-------- Dataset excerpts
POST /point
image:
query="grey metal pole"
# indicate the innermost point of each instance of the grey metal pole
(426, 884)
----------------
-------- Dataset excerpts
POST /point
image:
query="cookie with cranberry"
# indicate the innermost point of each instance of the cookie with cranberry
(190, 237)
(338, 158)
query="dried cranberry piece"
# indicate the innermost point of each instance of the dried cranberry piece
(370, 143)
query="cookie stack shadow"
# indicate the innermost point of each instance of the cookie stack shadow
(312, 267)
----------------
-------- Dataset excerpts
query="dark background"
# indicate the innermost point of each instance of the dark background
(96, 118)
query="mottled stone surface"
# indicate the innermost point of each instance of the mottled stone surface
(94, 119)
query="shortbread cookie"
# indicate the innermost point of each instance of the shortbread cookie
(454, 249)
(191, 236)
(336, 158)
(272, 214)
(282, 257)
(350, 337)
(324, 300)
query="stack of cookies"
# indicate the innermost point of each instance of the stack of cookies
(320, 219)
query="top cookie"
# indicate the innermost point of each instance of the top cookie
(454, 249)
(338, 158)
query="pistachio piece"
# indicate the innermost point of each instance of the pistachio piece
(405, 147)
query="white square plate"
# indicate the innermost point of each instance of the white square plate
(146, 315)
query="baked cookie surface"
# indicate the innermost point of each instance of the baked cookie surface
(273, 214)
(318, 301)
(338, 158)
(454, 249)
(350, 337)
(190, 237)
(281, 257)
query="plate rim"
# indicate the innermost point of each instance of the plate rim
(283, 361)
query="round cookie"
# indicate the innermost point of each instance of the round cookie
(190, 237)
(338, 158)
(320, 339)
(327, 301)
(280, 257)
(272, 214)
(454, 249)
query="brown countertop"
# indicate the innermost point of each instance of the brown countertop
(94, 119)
----------------
Return every line of the records above that contains the word "pole".

◆ **Final result**:
query="grey metal pole"
# indicate the innermost point of each instance of the grey metal pole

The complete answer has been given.